> Work order A: Copy the gromov documentation commit from "Author: cedricvincentcuaz" up to and including "check_backend (PR #494)", keeping every character unchanged.
> Work order B: Go on with the gromov documentation commit, picking up right after its final line.

[MRG] Improve gromov doc and address convention issues (#497)

* fix gromov doc

* fix pep8 + update RELEASE

* improve doc

* merge

---------

Co-authored-by: Rémi Flamary <[email protected]>

Author: cedricvincentcuaz

RELEASES.md

@@ -33,6 +33,7 @@ Many other bugs and issues have been fixed and we want to thank all the contribu
 
 #### Closed issues
 
+- Fix gromov conventions (PR #497)
 - Fix change in scipy API for `cdist` (PR #487)
 - More permissive check_backend (PR #494)
 - Fix circleci-redirector action and codecov (PR #460)

ot/gromov/_bregman.py

@@ -225,8 +225,8 @@ def entropic_gromov_wasserstein2(
         C1, C2, p=None, q=None, loss_fun='square_loss', epsilon=0.1, symmetric=None, G0=None, max_iter=1000,
         tol=1e-9, solver='PGD', warmstart=False, verbose=False, log=False, **kwargs):
     r"""
-    Returns the Gromov-Wasserstein discrepancy between :math:`(\mathbf{C_1}, \mathbf{p})` and :math:`(\mathbf{C_2}, \mathbf{q})`
-    estimated using Sinkhorn projections.
+    Returns the Gromov-Wasserstein loss :math:`\mathbf{GW}` between :math:`(\mathbf{C_1}, \mathbf{p})` and :math:`(\mathbf{C_2}, \mathbf{q})`
+    estimated using Sinkhorn projections. To recover the Gromov-Wasserstein distance as defined in [13] compute :math:`d_{GW} = \frac{1}{2} \sqrt{\mathbf{GW}}`.
 
     If `solver="PGD"`, the function solves the following entropic-regularized
     Gromov-Wasserstein optimization problem using Projected Gradient Descent [12]:
@@ -351,7 +351,7 @@ def entropic_gromov_barycenters(
 
     .. math::
 
-        \mathbf{C} = \mathop{\arg \min}_{\mathbf{C}\in \mathbb{R}^{N \times N}} \quad \sum_s \lambda_s \mathrm{GW}(\mathbf{C}, \mathbf{C}_s, \mathbf{p}, \mathbf{p}_s)
+        \mathbf{C}^* = \mathop{\arg \min}_{\mathbf{C}\in \mathbb{R}^{N \times N}} \quad \sum_s \lambda_s \mathrm{GW}(\mathbf{C}, \mathbf{C}_s, \mathbf{p}, \mathbf{p}_s)

> Recorded data:
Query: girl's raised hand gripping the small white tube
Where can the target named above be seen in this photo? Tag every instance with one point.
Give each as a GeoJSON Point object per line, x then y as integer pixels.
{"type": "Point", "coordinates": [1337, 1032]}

> Final answer A:
Author: cedricvincentcuaz

RELEASES.md

@@ -33,6 +33,7 @@ Many other bugs and issues have been fixed and we want to thank all the contribu
 
 #### Closed issues
 
+- Fix gromov conventions (PR #497)
 - Fix change in scipy API for `cdist` (PR #487)
 - More permissive check_backend (PR #494)

> Final answer B:
 
     Where :
 
@@ -700,7 +700,7 @@ def entropic_fused_gromov_wasserstein2(
         symmetric=None, alpha=0.5, G0=None, max_iter=1000, tol=1e-9,
         solver='PGD', warmstart=False, verbose=False, log=False, **kwargs):
     r"""
-    Returns the Fused Gromov-Wasserstein transport between :math:`(\mathbf{C_1}, \mathbf{Y_1}, \mathbf{p})` and :math:`(\mathbf{C_2}, \mathbf{Y_2}, \mathbf{q})`
+    Returns the Fused Gromov-Wasserstein distance between :math:`(\mathbf{C_1}, \mathbf{Y_1}, \mathbf{p})` and :math:`(\mathbf{C_2}, \mathbf{Y_2}, \mathbf{q})`
     with pairwise distance matrix :math:`\mathbf{M}` between node feature matrices :math:`\mathbf{Y_1}` and :math:`\mathbf{Y_2}`,
     estimated using Sinkhorn projections.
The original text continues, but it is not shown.